WHAT IS REQUIRED:
Convert the lines from the one containing "Every instance of the flagpole" through the one containing "Target: red stripe", inclusive, into a Markdown table with the columns Row and Line. Number each line and leave out any blank lines.

THE INPUT:

* * *

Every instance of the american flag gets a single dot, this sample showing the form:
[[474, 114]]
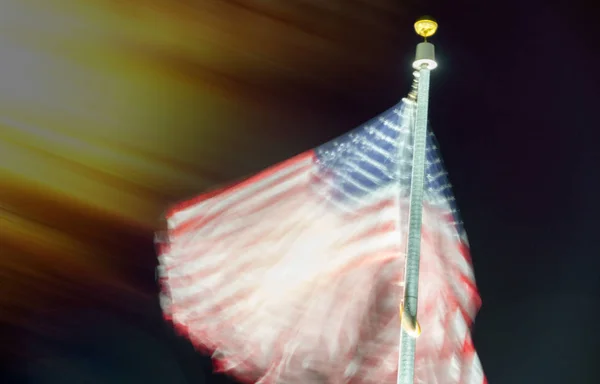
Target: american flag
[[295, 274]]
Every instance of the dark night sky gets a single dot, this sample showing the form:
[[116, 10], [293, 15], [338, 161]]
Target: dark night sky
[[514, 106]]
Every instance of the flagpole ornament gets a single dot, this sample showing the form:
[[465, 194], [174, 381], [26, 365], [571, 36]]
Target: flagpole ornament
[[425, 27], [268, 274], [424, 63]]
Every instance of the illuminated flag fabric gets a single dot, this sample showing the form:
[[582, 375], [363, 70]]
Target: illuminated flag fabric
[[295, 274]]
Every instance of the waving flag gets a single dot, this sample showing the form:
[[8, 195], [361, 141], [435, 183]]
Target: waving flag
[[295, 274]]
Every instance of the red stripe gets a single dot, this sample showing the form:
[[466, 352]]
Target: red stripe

* * *

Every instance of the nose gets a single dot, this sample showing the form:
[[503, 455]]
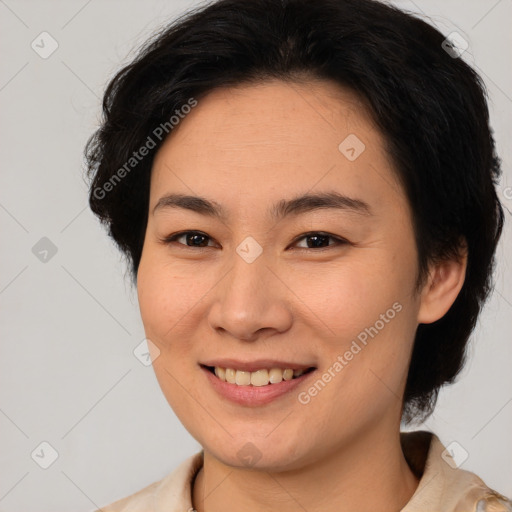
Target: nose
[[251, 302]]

* * *

TASK RESPONSE:
| Row | Line |
|---|---|
| 1 | Every instance of the flagpole ornament gets a single dot, this sample showing the form: |
| 2 | [[465, 194], [174, 381], [26, 365], [571, 36]] |
| 3 | Target: flagpole ornament |
| 4 | [[425, 27], [268, 274], [424, 63]] |
| 5 | Every instance of the illuminated flag fabric gets a single dot, this sample showing the form: |
| 6 | [[582, 375], [363, 70]] |
| 7 | Target: illuminated flag fabric |
| 8 | [[295, 274]] |
| 9 | Every instance of the waving flag gets a single dot, this sample showing the form: |
| 10 | [[8, 195], [361, 141], [435, 183]] |
| 11 | Target: waving flag |
| 12 | [[295, 274]] |
| 13 | Every instance of the red stripe gets a single dot, this sample showing the form: |
| 14 | [[466, 352]] |
| 15 | Target: red stripe |